#### [EXERCISE]
Copy the lines from the one containing "Practice: locate the green" through the one containing "pixel 126 132", changing "artificial turf" to "synthetic grass" and leaving everything else unchanged.

Photo object pointing items
— Begin —
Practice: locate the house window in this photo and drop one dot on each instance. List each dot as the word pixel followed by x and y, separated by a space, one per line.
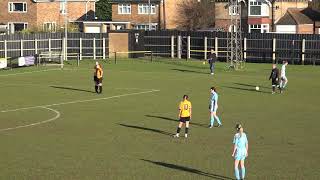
pixel 233 10
pixel 63 9
pixel 258 28
pixel 16 27
pixel 17 7
pixel 255 8
pixel 50 26
pixel 146 26
pixel 258 8
pixel 144 9
pixel 124 9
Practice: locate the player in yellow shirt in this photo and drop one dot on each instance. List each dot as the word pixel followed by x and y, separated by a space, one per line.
pixel 185 114
pixel 98 76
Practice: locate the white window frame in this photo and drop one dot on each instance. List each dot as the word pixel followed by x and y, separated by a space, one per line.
pixel 63 7
pixel 264 28
pixel 53 24
pixel 141 8
pixel 154 26
pixel 264 7
pixel 11 4
pixel 233 11
pixel 121 8
pixel 11 24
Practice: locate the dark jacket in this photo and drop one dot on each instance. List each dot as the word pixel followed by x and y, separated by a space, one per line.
pixel 212 58
pixel 274 74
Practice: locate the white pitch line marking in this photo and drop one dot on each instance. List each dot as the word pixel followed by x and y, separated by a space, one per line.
pixel 80 101
pixel 29 72
pixel 37 123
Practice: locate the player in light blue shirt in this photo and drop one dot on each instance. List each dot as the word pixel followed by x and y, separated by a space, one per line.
pixel 240 151
pixel 213 107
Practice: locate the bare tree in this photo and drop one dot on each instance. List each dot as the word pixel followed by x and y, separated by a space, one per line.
pixel 196 14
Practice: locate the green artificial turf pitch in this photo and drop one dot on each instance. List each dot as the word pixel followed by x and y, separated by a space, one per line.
pixel 126 132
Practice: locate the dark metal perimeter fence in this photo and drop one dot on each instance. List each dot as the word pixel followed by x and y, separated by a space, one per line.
pixel 261 48
pixel 82 45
— End —
#### [THE REPLY]
Practice: locate the green synthetic grass pitch in this photo and drop one dot on each instance. List each dot as the word pixel followed by x and y, separated by a space, one per line.
pixel 126 132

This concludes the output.